DIRECTIVE:
Put the following lines into a numbered list, skipping any blank lines. Leave the pictures out of your answer.

DATA TO USE:
- - -

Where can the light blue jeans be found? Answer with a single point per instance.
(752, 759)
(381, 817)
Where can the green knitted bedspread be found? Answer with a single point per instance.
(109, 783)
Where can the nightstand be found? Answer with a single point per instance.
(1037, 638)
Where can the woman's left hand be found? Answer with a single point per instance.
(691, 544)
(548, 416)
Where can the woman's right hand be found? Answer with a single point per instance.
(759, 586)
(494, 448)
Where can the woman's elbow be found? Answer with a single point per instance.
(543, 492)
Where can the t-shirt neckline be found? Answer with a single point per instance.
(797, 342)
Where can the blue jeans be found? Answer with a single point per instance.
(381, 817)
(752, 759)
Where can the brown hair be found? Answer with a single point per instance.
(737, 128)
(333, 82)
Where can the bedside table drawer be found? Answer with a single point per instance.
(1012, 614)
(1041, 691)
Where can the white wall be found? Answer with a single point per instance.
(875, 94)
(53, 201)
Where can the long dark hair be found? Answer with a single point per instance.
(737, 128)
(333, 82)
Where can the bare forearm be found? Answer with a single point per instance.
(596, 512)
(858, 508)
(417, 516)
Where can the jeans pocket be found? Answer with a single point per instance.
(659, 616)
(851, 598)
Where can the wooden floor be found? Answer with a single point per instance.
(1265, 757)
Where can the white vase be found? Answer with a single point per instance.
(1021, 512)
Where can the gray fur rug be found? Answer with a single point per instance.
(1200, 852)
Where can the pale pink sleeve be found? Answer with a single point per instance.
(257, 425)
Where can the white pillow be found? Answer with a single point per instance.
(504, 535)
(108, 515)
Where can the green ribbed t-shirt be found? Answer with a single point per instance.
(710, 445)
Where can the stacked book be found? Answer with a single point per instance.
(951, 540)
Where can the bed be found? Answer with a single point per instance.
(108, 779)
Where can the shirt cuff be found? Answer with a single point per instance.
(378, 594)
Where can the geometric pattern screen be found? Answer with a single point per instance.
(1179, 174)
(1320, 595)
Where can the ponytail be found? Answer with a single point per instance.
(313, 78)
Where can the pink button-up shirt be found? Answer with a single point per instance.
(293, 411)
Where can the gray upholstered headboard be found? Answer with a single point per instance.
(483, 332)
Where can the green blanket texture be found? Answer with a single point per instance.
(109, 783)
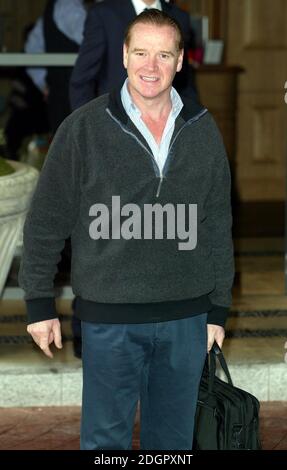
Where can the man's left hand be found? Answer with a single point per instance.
(214, 333)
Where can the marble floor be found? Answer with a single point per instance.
(57, 428)
(255, 348)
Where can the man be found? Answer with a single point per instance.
(99, 68)
(146, 286)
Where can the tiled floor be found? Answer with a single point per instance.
(57, 428)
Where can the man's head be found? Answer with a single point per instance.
(153, 53)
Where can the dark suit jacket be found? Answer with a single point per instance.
(99, 66)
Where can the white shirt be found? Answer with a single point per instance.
(140, 5)
(160, 151)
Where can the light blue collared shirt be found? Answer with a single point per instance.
(160, 151)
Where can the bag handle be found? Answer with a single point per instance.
(216, 353)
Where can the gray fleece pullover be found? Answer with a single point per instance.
(97, 155)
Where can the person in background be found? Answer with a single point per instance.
(152, 294)
(99, 68)
(60, 29)
(28, 109)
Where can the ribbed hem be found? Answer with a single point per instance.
(153, 312)
(217, 315)
(41, 309)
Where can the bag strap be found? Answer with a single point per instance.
(216, 353)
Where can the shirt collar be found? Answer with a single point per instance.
(130, 107)
(139, 5)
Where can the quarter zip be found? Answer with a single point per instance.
(159, 173)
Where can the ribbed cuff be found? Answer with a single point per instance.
(41, 309)
(218, 315)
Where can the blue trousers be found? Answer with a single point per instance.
(159, 364)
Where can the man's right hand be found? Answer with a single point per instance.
(46, 332)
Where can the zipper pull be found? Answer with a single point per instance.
(159, 186)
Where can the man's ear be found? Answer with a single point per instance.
(125, 56)
(179, 61)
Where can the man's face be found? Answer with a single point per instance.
(152, 60)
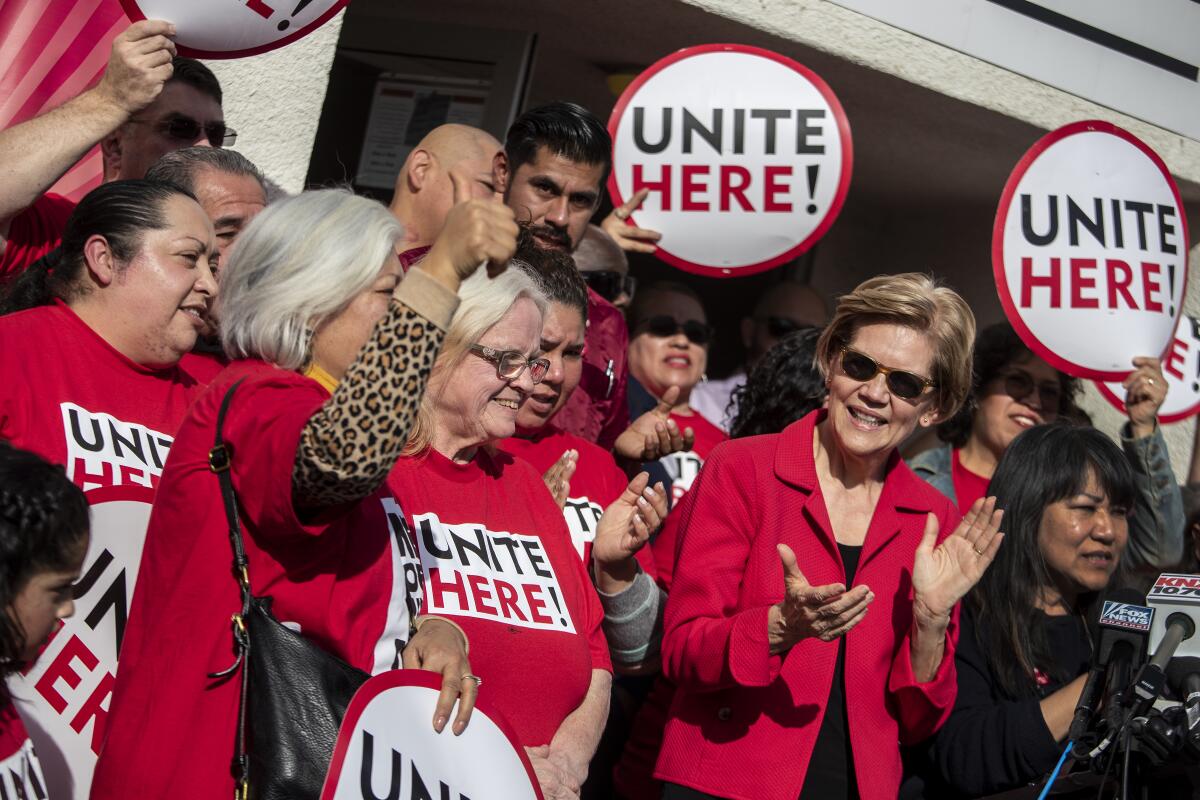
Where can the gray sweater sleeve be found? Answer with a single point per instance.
(633, 621)
(1156, 529)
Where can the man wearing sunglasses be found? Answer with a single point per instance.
(784, 308)
(148, 102)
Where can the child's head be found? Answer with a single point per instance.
(43, 537)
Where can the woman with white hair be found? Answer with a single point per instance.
(331, 350)
(497, 555)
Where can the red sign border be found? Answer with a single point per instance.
(997, 241)
(135, 13)
(391, 679)
(843, 179)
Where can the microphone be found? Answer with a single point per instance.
(1175, 599)
(1125, 629)
(1183, 679)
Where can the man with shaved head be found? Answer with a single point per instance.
(450, 157)
(783, 308)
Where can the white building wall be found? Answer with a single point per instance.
(274, 102)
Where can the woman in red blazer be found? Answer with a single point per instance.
(791, 684)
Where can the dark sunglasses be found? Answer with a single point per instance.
(906, 385)
(510, 364)
(664, 326)
(1019, 385)
(185, 128)
(611, 284)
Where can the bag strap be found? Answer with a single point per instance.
(220, 462)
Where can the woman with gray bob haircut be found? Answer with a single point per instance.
(331, 354)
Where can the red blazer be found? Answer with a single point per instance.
(744, 722)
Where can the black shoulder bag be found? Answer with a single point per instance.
(293, 693)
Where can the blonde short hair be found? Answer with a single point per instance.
(483, 301)
(917, 301)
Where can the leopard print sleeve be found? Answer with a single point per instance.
(351, 444)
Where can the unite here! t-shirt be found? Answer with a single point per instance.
(595, 485)
(72, 398)
(498, 560)
(348, 582)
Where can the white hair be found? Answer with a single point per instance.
(299, 262)
(483, 302)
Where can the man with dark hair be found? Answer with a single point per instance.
(148, 102)
(555, 162)
(227, 185)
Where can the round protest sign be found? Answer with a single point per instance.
(64, 697)
(745, 154)
(387, 747)
(231, 29)
(1181, 366)
(1090, 251)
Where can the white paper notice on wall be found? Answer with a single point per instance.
(232, 29)
(1090, 251)
(747, 156)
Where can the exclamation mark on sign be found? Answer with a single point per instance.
(553, 595)
(261, 8)
(1170, 281)
(286, 24)
(813, 187)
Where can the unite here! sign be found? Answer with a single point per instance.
(1090, 251)
(232, 29)
(747, 156)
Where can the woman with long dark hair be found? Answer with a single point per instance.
(1025, 645)
(1014, 390)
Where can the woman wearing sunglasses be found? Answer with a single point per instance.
(1014, 390)
(813, 624)
(496, 553)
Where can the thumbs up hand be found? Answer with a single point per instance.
(477, 232)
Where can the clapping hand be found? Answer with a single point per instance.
(823, 612)
(942, 575)
(558, 476)
(630, 521)
(654, 434)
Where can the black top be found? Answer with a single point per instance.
(995, 741)
(832, 767)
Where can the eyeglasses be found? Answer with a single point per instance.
(1019, 385)
(664, 326)
(901, 383)
(185, 128)
(510, 364)
(611, 284)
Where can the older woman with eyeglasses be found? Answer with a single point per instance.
(813, 620)
(496, 553)
(1014, 390)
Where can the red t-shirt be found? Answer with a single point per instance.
(21, 774)
(969, 487)
(76, 401)
(634, 774)
(595, 485)
(348, 583)
(683, 468)
(34, 233)
(598, 409)
(497, 558)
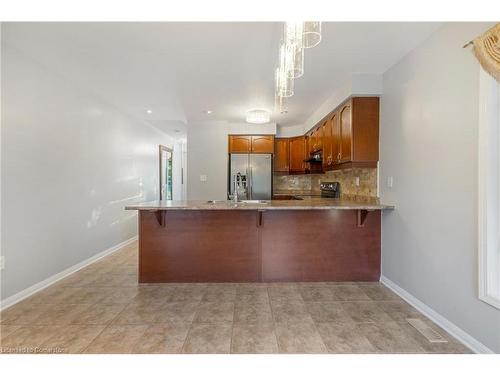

- - -

RESPONSE FOR THIS EXERCISE:
1. Where can the light blue jeans be found? Answer with a single point per instance.
2. (752, 759)
3. (381, 817)
4. Where can the green knitted bedspread be found? Answer with a single point per instance.
5. (109, 783)
6. Where can the nightstand be found? Answer with a single point per instance.
7. (1037, 638)
8. Where can the woman's left hand be found? Answer with a single point per instance.
9. (691, 544)
10. (548, 416)
11. Where can the woman's right hand be found? Answer with a single point per instance.
12. (759, 586)
13. (494, 448)
14. Where can the woman's elbow be found? Answer with a single point per instance.
15. (543, 492)
16. Where can the t-shirt neckline be found? Answer with a single point per instance.
17. (797, 342)
18. Where can the blue jeans be found? Answer with a single point per instance.
19. (381, 817)
20. (752, 759)
21. Where can the brown hair be found? Answer with a single point per instance.
22. (737, 128)
23. (333, 82)
24. Where can the bedside table drawer be found? Answer with a single point per instance.
25. (1012, 614)
26. (1041, 691)
27. Where can the white wall be found? Answer with a single point per instance.
28. (875, 94)
29. (53, 201)
30. Where can the long dark hair be found? Answer with a single point per instance.
31. (737, 128)
32. (333, 82)
33. Where can the bare forearm be found? Answer with a single point per instance.
34. (596, 512)
35. (858, 508)
36. (417, 516)
37. Where can the jeans pocket be found? Answer with a single point per instance.
38. (659, 616)
39. (851, 598)
40. Where can the wooden floor be found? Answer with a single point per instance.
41. (1265, 757)
42. Where can the white vase be found? Answer with a single point per instance.
43. (1021, 512)
44. Where can the gray fur rug be found? Answer with a single point per instance.
45. (1200, 852)
46. Where can the pale pink sleeve be found? Answer with a single point per instance.
47. (257, 425)
48. Where can the white pillow be found? Answer with a single point per instance.
49. (504, 535)
50. (108, 515)
51. Where can the green ribbed t-shirt be found? Answer with a single point per instance.
52. (710, 445)
53. Where can the stacked book be found? Answer with a single point per instance.
54. (951, 540)
55. Where can the bed be found? Answer with a single point per instance.
56. (108, 779)
57. Where can the shirt cuff be found? Answer with a single point per instance.
58. (378, 594)
59. Where can the geometric pattern screen be found? Answer with a single point per instance.
60. (1179, 174)
61. (1320, 595)
62. Where can the ponytail be found? Answer with a single point per instance.
63. (313, 78)
64. Where can the pink button-up shirt be found? Answer with a single point per instance.
65. (293, 411)
66. Where can the gray upholstered headboard be found? Answer with a single point per instance.
67. (483, 332)
68. Where can the green blanket texture be found? Answer with a single point per instance.
69. (109, 783)
70. Where can the man's left hand be found? Answer with a single point per instance.
71. (214, 333)
72. Where can the marble floor be found? Answer with a single point per instance.
73. (57, 428)
74. (255, 348)
75. Where can the man be found? Answer with a single point per instance.
76. (99, 68)
77. (146, 286)
78. Where can the tiled floor be found? Answer with a single point per instance.
79. (57, 428)
80. Where can the man's head be found? Answer with a single point per instance.
81. (153, 53)
82. Where can the dark suit jacket be found? Answer with a single point per instance.
83. (99, 66)
84. Where can the white shirt be found? Answer with a single point per instance.
85. (140, 5)
86. (160, 151)
87. Where can the light blue collared shirt be found? Answer with a single point per instance.
88. (160, 151)
89. Where can the bag handle be found? Answer with a single point per instance.
90. (216, 353)
91. Where can the gray fleece pullover be found? Answer with a single point per instance.
92. (97, 155)
93. Where can the person in background be found? Answer with a single point per instance.
94. (152, 294)
95. (99, 68)
96. (60, 29)
97. (28, 109)
98. Where can the ribbed hem be found? Answer with a single point per instance.
99. (153, 312)
100. (217, 315)
101. (41, 309)
102. Where can the bag strap be found? Answer with a single point per instance.
103. (216, 353)
104. Where can the shirt collar be found? Answer with a single point per instance.
105. (130, 107)
106. (139, 5)
107. Where can the quarter zip be found? Answer with a single point per instance.
108. (159, 173)
109. Where can the ribbed cuff be found? Answer with a single point per instance.
110. (41, 309)
111. (218, 315)
112. Where can the blue trousers be found? Answer with a single point per instance.
113. (159, 364)
114. Where can the man's right hand be found? Answer with a single point per instance.
115. (46, 332)
116. Where can the zipper pull be found? Answer with a single point per instance.
117. (159, 186)
118. Where can the man's ear be found? Answer with a single point per instance.
119. (125, 56)
120. (179, 61)
121. Where can the man's face be found? Answer with a single point per instance.
122. (152, 60)
123. Where can the gray sweater sleeve be found? Answer with a single point per instance.
124. (633, 621)
125. (1156, 529)
126. Where can the man wearing sunglasses be found? Answer with a single point per instance.
127. (784, 308)
128. (148, 102)
129. Where can the child's head be found? Answer with a single point per instance.
130. (43, 537)
131. Where can the woman with white hair be found? Answer with a single point per instance.
132. (331, 350)
133. (497, 555)
134. Where can the red sign border be found? Answer with a single point per instance.
135. (997, 241)
136. (135, 13)
137. (391, 679)
138. (843, 179)
139. Where can the microphone be found? Answer with a single point per instance.
140. (1175, 599)
141. (1125, 629)
142. (1183, 679)
143. Where can the man with shaved head be found? Answer with a single point per instance.
144. (450, 157)
145. (783, 308)
146. Where can the white building wall be found? Answer with a single point per instance.
147. (274, 102)
148. Where can the woman in red blazer be found? Answer with a single point per instance.
149. (791, 684)
150. Where can the dark sunglasses be found? Answer with a single point per instance.
151. (906, 385)
152. (510, 364)
153. (664, 326)
154. (1019, 385)
155. (185, 128)
156. (611, 284)
157. Where can the bag strap be found? Answer with a single point per instance.
158. (220, 462)
159. Where can the woman with gray bob haircut be found? Answer with a single point per instance.
160. (331, 354)
161. Where can the red blazer be found? Answer with a single point per instance.
162. (744, 722)
163. Where can the black shoulder bag be found? Answer with a single point per instance.
164. (293, 693)
165. Where can the blonde short hair be found? Answer with a single point per instance.
166. (483, 301)
167. (917, 301)
168. Where can the leopard print sleeve be found? Answer with a single point per instance.
169. (351, 444)
170. Where can the unite here! t-shirt be found? Answer with a single point per instance.
171. (595, 485)
172. (72, 398)
173. (498, 560)
174. (348, 582)
175. Where can the white hair be found? Answer with a single point per instance.
176. (299, 262)
177. (483, 302)
178. Where can the man with dark hair be found? Answer with a single point per instance.
179. (148, 102)
180. (555, 162)
181. (227, 185)
182. Where can the round protest sign be found? Answer with a single point per instance.
183. (64, 697)
184. (745, 154)
185. (387, 747)
186. (231, 29)
187. (1181, 366)
188. (1090, 251)
189. Where can the white paper notice on wall be found? Answer with a single point per instance.
190. (232, 29)
191. (1090, 251)
192. (747, 156)
193. Where can the exclamation mark on sign be found? Answer with a single point per instance.
194. (553, 595)
195. (261, 8)
196. (1170, 281)
197. (286, 24)
198. (813, 187)
199. Where can the unite here! sign be found? Answer with a single point per instance.
200. (1090, 251)
201. (232, 29)
202. (747, 156)
203. Where can the woman with long dark hair be found? Answer with a single point per instance.
204. (1025, 645)
205. (1014, 390)
206. Where can the woman wearing sunglasses be found? Answer with a single point per instance.
207. (1014, 390)
208. (813, 624)
209. (496, 553)
210. Where can the thumbs up hand be found? Answer with a single point per instance.
211. (477, 232)
212. Where can the clapping hand be found? Answer with a single point per instance.
213. (823, 612)
214. (942, 575)
215. (558, 476)
216. (630, 521)
217. (654, 434)
218. Where can the black top be found? Answer with a single point per instance.
219. (995, 741)
220. (832, 767)
221. Where can the eyeglasses be found? Answer with a single point per instance.
222. (1019, 385)
223. (664, 326)
224. (901, 383)
225. (185, 128)
226. (510, 364)
227. (611, 284)
228. Where can the older woman with eyeglasses be found? Answer with a single point per instance.
229. (813, 620)
230. (496, 553)
231. (1014, 390)
232. Where can the red t-shirt be found? Answer with a single point per instance.
233. (21, 774)
234. (969, 487)
235. (76, 401)
236. (634, 774)
237. (595, 485)
238. (348, 583)
239. (683, 468)
240. (34, 233)
241. (598, 409)
242. (497, 558)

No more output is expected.